- Task instructions
Pull out every line below that contains the word "jacket" and copy each one unchanged.

--------------------------------------------------

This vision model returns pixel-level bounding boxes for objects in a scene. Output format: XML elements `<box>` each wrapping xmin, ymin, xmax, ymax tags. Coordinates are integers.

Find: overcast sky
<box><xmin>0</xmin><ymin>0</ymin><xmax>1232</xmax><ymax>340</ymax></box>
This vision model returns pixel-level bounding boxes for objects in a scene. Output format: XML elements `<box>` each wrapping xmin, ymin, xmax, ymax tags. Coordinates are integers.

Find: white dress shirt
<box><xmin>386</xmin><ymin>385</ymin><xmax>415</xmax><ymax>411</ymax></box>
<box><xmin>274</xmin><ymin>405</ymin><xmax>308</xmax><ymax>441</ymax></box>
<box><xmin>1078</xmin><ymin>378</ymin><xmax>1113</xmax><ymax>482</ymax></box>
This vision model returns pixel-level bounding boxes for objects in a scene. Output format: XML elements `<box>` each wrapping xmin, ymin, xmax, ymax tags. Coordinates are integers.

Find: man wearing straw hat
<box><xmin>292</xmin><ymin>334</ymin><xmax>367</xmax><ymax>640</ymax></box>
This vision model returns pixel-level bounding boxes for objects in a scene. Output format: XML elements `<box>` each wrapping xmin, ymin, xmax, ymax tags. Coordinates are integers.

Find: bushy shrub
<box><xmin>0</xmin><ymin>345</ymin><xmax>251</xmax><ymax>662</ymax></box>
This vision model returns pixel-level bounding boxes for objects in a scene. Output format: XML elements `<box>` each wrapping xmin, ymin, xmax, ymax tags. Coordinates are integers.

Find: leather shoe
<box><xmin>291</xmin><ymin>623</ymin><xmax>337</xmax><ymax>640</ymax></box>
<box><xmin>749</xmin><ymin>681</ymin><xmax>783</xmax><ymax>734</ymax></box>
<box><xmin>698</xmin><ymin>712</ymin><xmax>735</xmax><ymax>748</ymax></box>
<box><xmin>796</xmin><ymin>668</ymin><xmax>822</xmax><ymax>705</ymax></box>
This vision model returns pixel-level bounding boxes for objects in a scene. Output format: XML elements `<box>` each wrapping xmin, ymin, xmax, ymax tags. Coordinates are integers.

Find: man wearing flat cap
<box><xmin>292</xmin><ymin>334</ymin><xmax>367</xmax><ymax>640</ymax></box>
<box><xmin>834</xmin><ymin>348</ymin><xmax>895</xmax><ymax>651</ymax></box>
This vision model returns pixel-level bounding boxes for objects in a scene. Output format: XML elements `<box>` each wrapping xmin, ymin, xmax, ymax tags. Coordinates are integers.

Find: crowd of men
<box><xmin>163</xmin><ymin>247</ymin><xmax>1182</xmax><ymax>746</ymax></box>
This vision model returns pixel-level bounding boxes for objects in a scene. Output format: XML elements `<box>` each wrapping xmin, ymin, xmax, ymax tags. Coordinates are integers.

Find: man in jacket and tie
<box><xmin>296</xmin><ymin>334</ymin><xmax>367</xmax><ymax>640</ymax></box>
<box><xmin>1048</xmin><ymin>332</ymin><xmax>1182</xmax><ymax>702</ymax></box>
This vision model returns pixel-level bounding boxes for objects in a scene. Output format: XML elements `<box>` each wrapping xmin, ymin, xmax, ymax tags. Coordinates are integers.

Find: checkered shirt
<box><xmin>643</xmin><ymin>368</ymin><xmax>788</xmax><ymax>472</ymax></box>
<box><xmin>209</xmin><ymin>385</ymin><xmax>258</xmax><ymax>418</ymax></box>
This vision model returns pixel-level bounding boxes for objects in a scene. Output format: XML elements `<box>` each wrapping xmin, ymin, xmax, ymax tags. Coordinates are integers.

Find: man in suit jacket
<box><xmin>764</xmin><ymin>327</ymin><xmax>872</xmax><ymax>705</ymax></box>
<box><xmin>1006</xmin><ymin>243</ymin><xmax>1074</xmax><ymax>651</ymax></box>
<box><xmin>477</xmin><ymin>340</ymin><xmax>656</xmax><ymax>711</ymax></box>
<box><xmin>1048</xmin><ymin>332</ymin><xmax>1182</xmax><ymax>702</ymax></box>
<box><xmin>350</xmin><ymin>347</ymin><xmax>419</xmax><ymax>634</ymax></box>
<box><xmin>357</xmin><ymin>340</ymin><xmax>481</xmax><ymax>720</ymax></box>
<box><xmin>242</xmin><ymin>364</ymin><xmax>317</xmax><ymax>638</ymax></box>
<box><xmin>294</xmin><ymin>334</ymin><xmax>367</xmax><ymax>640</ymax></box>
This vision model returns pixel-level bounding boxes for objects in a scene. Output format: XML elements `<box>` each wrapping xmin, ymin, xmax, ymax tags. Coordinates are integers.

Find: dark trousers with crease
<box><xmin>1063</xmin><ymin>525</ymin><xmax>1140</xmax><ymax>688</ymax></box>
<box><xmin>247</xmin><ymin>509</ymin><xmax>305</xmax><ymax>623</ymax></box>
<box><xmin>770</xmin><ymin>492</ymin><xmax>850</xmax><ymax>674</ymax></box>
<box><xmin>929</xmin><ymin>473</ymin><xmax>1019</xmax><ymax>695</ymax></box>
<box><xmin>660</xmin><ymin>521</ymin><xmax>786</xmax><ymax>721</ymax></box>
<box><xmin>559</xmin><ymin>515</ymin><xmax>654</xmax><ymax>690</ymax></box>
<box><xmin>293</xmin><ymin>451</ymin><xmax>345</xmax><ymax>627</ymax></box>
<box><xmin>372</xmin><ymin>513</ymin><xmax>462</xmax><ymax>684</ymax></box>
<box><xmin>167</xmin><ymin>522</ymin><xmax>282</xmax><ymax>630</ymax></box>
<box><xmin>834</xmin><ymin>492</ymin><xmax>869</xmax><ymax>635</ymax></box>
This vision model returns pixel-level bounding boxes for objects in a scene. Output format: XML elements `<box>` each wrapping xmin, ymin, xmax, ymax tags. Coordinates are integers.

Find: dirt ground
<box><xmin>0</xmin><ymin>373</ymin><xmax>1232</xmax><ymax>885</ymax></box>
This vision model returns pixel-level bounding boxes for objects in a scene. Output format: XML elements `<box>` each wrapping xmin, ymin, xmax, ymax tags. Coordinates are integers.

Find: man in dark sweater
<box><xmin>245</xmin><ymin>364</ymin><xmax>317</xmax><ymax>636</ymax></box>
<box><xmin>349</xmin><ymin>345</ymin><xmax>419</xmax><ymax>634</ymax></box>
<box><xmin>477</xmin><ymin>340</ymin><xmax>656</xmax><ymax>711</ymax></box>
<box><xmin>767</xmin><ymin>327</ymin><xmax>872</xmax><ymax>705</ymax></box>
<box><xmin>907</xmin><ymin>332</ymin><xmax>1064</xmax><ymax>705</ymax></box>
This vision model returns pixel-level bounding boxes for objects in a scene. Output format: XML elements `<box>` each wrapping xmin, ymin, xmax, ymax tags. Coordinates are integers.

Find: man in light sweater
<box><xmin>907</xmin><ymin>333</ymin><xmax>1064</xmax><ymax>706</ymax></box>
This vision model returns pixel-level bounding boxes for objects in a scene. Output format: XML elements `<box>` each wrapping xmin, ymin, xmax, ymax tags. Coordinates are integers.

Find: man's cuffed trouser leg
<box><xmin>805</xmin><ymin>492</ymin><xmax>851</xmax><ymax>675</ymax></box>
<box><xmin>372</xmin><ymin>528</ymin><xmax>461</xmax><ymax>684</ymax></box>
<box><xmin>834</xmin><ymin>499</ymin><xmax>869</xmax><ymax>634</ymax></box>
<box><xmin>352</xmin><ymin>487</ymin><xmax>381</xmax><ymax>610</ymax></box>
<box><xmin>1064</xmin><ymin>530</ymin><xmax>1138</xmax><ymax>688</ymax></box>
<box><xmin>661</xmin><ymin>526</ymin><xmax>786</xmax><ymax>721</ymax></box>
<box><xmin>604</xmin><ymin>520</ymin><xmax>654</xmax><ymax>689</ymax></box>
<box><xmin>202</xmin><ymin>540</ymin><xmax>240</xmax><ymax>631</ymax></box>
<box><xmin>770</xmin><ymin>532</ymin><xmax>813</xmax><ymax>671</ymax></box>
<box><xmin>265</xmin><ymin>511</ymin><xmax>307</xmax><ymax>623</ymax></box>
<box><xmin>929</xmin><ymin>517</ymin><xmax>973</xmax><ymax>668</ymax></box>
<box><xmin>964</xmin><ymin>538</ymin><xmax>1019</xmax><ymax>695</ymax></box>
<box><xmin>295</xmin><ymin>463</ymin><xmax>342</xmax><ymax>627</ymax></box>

--------------------------------------------------

- Response
Find: man in jacket and tie
Find: man in suit jacket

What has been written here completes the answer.